#### Work request
Repeat the records. Each line must match exactly.

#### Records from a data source
******
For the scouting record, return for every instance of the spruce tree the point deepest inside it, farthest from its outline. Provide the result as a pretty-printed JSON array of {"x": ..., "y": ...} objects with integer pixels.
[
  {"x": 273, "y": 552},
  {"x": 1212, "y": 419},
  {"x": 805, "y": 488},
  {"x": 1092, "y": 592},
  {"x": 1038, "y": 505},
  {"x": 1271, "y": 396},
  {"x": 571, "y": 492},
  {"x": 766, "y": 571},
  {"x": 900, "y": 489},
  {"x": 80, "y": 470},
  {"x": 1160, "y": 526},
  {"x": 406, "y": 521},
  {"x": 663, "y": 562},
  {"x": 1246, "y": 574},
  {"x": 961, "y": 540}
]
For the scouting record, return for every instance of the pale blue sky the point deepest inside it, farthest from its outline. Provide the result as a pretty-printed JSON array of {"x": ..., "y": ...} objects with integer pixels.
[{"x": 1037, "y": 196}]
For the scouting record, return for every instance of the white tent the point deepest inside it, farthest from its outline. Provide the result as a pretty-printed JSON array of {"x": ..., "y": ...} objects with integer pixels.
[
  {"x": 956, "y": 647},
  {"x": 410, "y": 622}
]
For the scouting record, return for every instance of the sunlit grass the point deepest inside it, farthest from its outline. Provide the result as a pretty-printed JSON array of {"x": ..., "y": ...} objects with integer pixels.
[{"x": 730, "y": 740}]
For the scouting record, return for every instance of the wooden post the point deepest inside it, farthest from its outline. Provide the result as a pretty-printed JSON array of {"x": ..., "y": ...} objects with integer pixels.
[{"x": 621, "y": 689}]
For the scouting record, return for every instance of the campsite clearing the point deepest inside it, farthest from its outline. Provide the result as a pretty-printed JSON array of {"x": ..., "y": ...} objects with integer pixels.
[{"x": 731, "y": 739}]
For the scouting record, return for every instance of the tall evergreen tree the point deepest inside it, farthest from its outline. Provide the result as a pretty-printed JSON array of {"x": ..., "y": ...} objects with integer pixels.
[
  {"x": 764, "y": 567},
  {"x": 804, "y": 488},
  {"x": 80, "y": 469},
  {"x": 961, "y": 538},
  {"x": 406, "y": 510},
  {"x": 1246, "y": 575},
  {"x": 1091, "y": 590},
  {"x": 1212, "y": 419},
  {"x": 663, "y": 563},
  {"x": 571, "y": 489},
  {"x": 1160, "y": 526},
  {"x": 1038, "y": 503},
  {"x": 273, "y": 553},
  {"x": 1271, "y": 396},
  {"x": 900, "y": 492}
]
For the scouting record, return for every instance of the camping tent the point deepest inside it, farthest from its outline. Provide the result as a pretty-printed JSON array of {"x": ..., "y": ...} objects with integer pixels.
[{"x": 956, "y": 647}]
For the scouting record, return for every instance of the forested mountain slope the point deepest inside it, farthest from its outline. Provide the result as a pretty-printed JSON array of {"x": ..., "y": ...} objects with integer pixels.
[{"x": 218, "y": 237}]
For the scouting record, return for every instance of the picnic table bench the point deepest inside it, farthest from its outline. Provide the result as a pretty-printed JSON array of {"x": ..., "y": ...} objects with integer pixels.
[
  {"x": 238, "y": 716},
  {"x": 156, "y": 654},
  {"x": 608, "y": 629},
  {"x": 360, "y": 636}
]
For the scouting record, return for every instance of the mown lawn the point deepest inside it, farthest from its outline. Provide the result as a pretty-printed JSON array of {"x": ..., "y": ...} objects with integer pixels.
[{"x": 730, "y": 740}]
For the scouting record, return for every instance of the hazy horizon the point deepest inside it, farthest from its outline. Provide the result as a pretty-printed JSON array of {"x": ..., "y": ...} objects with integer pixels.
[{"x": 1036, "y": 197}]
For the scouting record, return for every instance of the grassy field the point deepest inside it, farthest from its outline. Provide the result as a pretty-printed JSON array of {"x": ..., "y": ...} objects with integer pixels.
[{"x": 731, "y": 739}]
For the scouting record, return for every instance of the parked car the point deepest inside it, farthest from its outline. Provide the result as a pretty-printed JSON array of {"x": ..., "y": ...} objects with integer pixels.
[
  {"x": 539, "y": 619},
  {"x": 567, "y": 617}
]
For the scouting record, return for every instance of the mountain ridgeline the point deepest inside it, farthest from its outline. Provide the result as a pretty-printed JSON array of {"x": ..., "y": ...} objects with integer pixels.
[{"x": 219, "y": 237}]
******
#### Response to the exercise
For the scouting record, return for every instance of the spruce tree the point deepest inside it, farthest from its outline. Provide the result as a pretty-printed JSON array of {"x": ..., "y": ...} objects with integer pixels.
[
  {"x": 273, "y": 552},
  {"x": 1212, "y": 419},
  {"x": 805, "y": 488},
  {"x": 1092, "y": 592},
  {"x": 1038, "y": 505},
  {"x": 1271, "y": 396},
  {"x": 571, "y": 492},
  {"x": 766, "y": 571},
  {"x": 900, "y": 489},
  {"x": 80, "y": 470},
  {"x": 1160, "y": 526},
  {"x": 406, "y": 521},
  {"x": 663, "y": 562},
  {"x": 1246, "y": 574},
  {"x": 961, "y": 540}
]
For the scouting record, return for every instance of the pale blue sky the point deepest inside it, farthest from its outline. Provide the result as a pretty-printed JSON array of {"x": ..., "y": ...} objects with integer pixels.
[{"x": 1037, "y": 196}]
For the scouting record, return for every instance of the white tent the point deepest inside it, farthest from its outline. Provide the result as a pretty-printed JSON array of {"x": ..., "y": ...} objects with integer pixels.
[
  {"x": 956, "y": 647},
  {"x": 410, "y": 622}
]
For the scouting record, return for every instance of the sunlit grass the point deepest inside it, farthest from its outline. Provide the result as a pretty-printed JSON array of {"x": ..., "y": ...} objects with integer pixels.
[{"x": 730, "y": 740}]
For the scouting record, return for every instance of the wooden post the point deepest inside it, farthest from its outline. Provide the result as a pretty-printed JSON array of {"x": ..., "y": ...} objects with integer pixels.
[{"x": 621, "y": 689}]
For the scouting record, return for every instance of the campsite clearing the point deepest inside it, farthest from its outline. Provide the result as a pretty-printed JSON array of {"x": ..., "y": ...} objects with integer pixels.
[{"x": 731, "y": 739}]
For the scouting record, return for every instance of the tall evergreen tree the point deepest inside it, farthest from its outline. Provide the result as a pretty-printed JSON array of {"x": ..., "y": ...} objects with integer pixels.
[
  {"x": 764, "y": 567},
  {"x": 804, "y": 488},
  {"x": 80, "y": 469},
  {"x": 961, "y": 538},
  {"x": 406, "y": 510},
  {"x": 1246, "y": 575},
  {"x": 1091, "y": 590},
  {"x": 1212, "y": 419},
  {"x": 663, "y": 563},
  {"x": 571, "y": 489},
  {"x": 1160, "y": 526},
  {"x": 1038, "y": 503},
  {"x": 273, "y": 553},
  {"x": 1271, "y": 396},
  {"x": 900, "y": 492}
]
For the scouting record, return for every instance of the camping tent the point deepest inside it, farthest from its outline. Provide the result as a pretty-printed JSON array of {"x": ..., "y": ...} objects with integer pixels.
[{"x": 956, "y": 647}]
For the scouting record, return for every instance of the forested mountain slope the point deepest inside it, farthest from its outline. Provide the result as a pretty-printed JSON array of {"x": ..., "y": ...} objects with integer pixels.
[{"x": 218, "y": 237}]
For the scouting record, return for every instance of the picnic table bench the point deepest inside it, farthest from its outline. Provide the result as a pretty-printed JSON array of {"x": ..., "y": ...} objects with integer pixels.
[
  {"x": 238, "y": 716},
  {"x": 156, "y": 654},
  {"x": 608, "y": 629},
  {"x": 360, "y": 636}
]
For the scouting record, return for every instance of the mown lawn the point deepest inside it, farthest from its outline. Provide the result as a pretty-printed JSON array of {"x": ..., "y": ...} objects with integer pixels.
[{"x": 730, "y": 740}]
For the scouting record, return for every instance of the hazy horizon the point deepest inside it, farthest from its outline. Provide the result as a pretty-printed JSON array of {"x": ..., "y": ...} objects with integer pixels.
[{"x": 1036, "y": 197}]
For the scouting record, return for every instance of the grassy field the point deepest inside it, farthest from its outline. Provide the result as a pretty-printed JSON array of {"x": ..., "y": ...} objects with integer pixels.
[{"x": 731, "y": 739}]
For the scouting record, return for every instance of the parked car the point deepest inside it, farthest from its outline. Provide the result as a pretty-printed JSON array of {"x": ..., "y": ...} objects with integer pixels.
[
  {"x": 539, "y": 619},
  {"x": 567, "y": 617}
]
For the scouting record, return for every instance of the mountain ridgeline the point deepest inside it, farthest from its outline. Provide the result as a pretty-printed JSON array of {"x": ..., "y": ...} objects with integer pixels.
[{"x": 219, "y": 237}]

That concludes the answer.